> **WRITTEN PROBLEM A**: From the headlines article, reproduce word for word the part starting with "Luckily for you, Dear" and going on through "the creative juices.".
> **WRITTEN PROBLEM B**: Summarize the headlines article in two sentences.

> **GIVEN TEXT**:
========

Four Strategies to Get Unstuck When Writing Headlines


Sandy Franks
  • Meet the Queen of Controls
  • Writing Attention-Getting Headlines
  • Four Proven Techniques You Can Use
  • These Work in All Niches
  • The Power of Being in a Group

She’s a genius. Those three words perfectly sum up the brilliance of “A-list” copywriter, Carline Anglade-Cole. If you aren’t familiar with her, she practically rules the health and supplement copywriting niche. In fact, one client called her the Queen of Controls.

Carline’s been writing direct-response sales copy for 18 years. She’s got such a huge collection of sales letters she’s written, they fill up 19 (nineteen!) 5-inch binders. That’s enough to qualify as a mini-museum of direct-response controls.

AWAI recognized her talent in 2015, handing her the highly coveted Copywriter of the Year Award at their annual FastTrack to Copywriting Success Bootcamp and Job Fair. (The event takes place in October in Delray Beach, Florida. If you haven’t registered, don’t wait long. It sells out fast.)

Carline recently joined me for an Advanced Training Webinar, where she taught members how to write attention-getting headlines and leads.

You know if someone’s named Queen of Controls, you can bet they’ve figured out some clever copywriting techniques that virtually ensure success.

Luckily for you, Dear Copywriter, I’m going to share four techniques Carline developed that if you are struggling with writing strong headlines will get you unstuck. Carline likes to think of these techniques more like a little game you can play to stir up the creative juices.

========

> **DATA**:

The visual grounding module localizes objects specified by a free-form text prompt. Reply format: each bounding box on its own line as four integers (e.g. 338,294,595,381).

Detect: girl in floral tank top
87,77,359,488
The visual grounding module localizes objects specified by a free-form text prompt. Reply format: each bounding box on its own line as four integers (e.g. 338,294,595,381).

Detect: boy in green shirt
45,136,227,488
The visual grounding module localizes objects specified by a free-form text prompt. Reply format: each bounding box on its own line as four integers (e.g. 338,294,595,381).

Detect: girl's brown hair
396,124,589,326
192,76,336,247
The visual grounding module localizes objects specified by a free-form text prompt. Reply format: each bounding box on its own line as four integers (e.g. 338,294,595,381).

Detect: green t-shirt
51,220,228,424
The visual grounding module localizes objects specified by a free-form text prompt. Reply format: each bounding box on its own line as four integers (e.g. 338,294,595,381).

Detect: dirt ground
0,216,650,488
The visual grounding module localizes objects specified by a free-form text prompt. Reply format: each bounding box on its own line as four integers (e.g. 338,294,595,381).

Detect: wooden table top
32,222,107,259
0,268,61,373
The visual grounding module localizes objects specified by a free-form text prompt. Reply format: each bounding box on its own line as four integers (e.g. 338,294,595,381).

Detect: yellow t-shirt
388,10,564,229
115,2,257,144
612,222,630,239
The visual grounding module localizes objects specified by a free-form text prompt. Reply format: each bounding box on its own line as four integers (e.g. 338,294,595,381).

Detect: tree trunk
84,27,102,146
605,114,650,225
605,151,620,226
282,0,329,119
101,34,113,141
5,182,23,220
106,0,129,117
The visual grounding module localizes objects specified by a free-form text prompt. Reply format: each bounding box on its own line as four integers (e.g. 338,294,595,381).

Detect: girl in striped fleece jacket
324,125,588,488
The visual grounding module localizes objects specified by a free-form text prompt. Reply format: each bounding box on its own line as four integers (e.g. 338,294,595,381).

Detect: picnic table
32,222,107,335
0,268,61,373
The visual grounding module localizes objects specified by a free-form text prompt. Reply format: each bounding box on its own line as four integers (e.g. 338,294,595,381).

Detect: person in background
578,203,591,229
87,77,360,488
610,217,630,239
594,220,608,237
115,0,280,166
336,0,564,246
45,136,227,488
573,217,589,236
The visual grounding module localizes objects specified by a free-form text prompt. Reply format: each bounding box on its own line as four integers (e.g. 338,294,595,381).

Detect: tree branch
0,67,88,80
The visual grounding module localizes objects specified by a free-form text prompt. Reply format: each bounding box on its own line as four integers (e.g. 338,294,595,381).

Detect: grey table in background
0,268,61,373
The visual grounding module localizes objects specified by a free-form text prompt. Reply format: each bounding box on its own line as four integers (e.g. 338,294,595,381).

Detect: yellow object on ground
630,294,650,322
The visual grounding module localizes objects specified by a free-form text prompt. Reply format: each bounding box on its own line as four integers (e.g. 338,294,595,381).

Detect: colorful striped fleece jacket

========

> **CORRECT ANSWER A**:
Luckily for you, Dear Copywriter, I’m going to share four techniques Carline developed that if you are struggling with writing strong headlines will get you unstuck. Carline likes to think of these techniques more like a little game you can play to stir up the creative juices.

> **CORRECT ANSWER B**: Carline Anglade-Cole is an "A-list" copywriter who has written direct-response sales copy for 18 years, practically rules the health and supplement niche, and received AWAI's Copywriter of the Year Award in 2015. She recently taught an Advanced Training Webinar on writing attention-getting headlines and leads, and the article sets out to share four of her techniques for getting unstuck when writing headlines.